## begin Exercise input

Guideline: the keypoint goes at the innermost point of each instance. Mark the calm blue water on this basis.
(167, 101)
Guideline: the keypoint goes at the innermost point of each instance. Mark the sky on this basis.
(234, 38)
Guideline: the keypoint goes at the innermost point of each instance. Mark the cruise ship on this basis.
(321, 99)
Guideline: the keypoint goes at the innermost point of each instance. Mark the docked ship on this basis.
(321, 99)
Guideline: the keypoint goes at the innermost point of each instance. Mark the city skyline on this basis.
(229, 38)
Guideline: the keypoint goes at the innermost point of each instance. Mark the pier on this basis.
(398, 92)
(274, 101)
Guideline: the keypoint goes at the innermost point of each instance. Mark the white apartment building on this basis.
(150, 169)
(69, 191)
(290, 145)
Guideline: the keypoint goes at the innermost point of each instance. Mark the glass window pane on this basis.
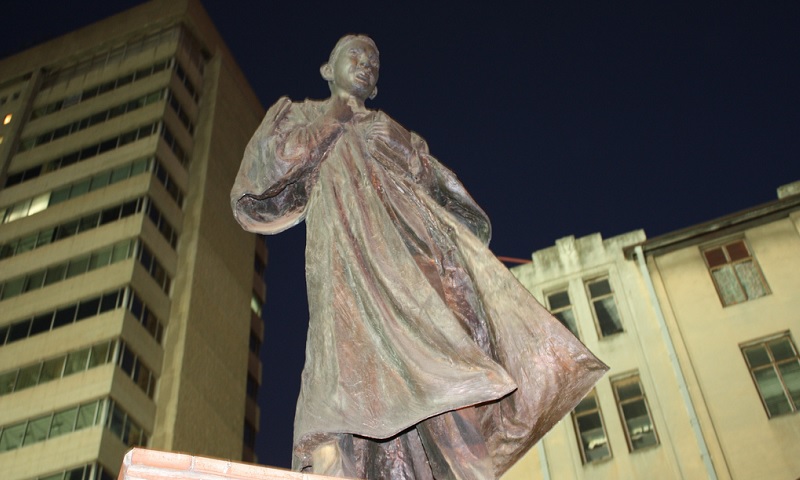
(99, 181)
(80, 188)
(120, 173)
(108, 302)
(110, 215)
(37, 430)
(67, 230)
(88, 308)
(715, 257)
(607, 316)
(55, 274)
(728, 285)
(12, 437)
(790, 372)
(116, 422)
(28, 376)
(7, 382)
(86, 415)
(52, 369)
(593, 437)
(139, 166)
(100, 259)
(567, 318)
(59, 196)
(45, 237)
(65, 316)
(599, 288)
(76, 361)
(13, 287)
(39, 203)
(756, 356)
(558, 300)
(41, 323)
(772, 391)
(628, 390)
(99, 354)
(35, 281)
(63, 422)
(78, 266)
(89, 222)
(18, 331)
(26, 244)
(587, 404)
(737, 251)
(640, 428)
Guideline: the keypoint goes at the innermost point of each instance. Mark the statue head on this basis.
(353, 67)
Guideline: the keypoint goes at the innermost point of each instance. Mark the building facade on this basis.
(699, 328)
(129, 298)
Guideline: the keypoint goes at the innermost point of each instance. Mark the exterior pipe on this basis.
(687, 400)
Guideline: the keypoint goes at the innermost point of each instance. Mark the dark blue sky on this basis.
(560, 117)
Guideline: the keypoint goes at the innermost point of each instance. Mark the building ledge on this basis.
(144, 464)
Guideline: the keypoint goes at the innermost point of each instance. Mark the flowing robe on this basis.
(411, 315)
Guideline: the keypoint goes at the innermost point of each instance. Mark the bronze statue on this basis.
(425, 357)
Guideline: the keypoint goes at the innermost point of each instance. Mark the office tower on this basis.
(129, 298)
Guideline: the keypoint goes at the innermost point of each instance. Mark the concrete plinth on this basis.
(143, 464)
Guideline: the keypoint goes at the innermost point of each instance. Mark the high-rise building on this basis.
(129, 298)
(700, 329)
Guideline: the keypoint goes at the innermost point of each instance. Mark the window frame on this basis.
(723, 247)
(794, 405)
(624, 380)
(611, 295)
(579, 437)
(570, 307)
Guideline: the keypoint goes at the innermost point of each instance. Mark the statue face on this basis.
(355, 69)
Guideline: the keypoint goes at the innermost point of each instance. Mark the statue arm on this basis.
(278, 169)
(443, 186)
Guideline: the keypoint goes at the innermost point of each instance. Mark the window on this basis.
(635, 413)
(775, 368)
(591, 431)
(735, 272)
(604, 307)
(561, 308)
(255, 304)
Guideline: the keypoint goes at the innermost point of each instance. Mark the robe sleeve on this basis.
(278, 170)
(444, 187)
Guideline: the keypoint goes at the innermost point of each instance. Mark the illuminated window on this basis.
(255, 304)
(735, 272)
(635, 413)
(604, 307)
(775, 368)
(561, 308)
(591, 431)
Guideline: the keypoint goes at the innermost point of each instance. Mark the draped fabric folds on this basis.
(411, 315)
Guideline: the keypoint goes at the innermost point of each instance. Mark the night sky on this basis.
(561, 118)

## end Exercise input

- _Required work_: The line containing "tower on this basis." marks the start; retype it and each line after it through the end of the records above, exactly.

- _Exercise output_:
Guideline: the keypoint goes at the innermost point of each instance. Mark the office tower on this basis.
(129, 298)
Guideline: the keypoint goes at the innermost point of each instance. Mark the concrete plinth on this basis.
(143, 464)
Guideline: the keypoint goes at the innermost point of each instance. Mark the high-rise building on this basis.
(129, 298)
(700, 329)
Guideline: the keypoint goes at the innermost point of each instance. Mark the window frame on this basis.
(723, 247)
(794, 405)
(624, 380)
(611, 295)
(579, 437)
(570, 307)
Guideline: the keypoint goes at the innermost point of each instance. Mark the statue face on this basis.
(355, 69)
Guideline: the keypoint goes at the innermost point of each instance. Mark the statue arm on this basis.
(278, 169)
(443, 186)
Guideline: the keypoint goes at the innermost point of each instance. Mark the window on this basis.
(635, 413)
(775, 368)
(591, 431)
(735, 272)
(604, 307)
(561, 308)
(255, 304)
Guideline: the keypoint goes at the innermost point of each instance. Mark the robe sleeve on this basis.
(278, 170)
(444, 187)
Guideline: the keypoint goes at the innermost point of each instance. Mark the illuminated window on this basis.
(255, 304)
(735, 272)
(635, 413)
(604, 307)
(775, 368)
(561, 308)
(591, 431)
Guideline: the keypoint goes at the innermost point of each instance. Mark the draped fabric folds on this basis.
(411, 315)
Guideline: the keypoint goes at the innermost point of each instance. Mark the night sky on this basis.
(561, 118)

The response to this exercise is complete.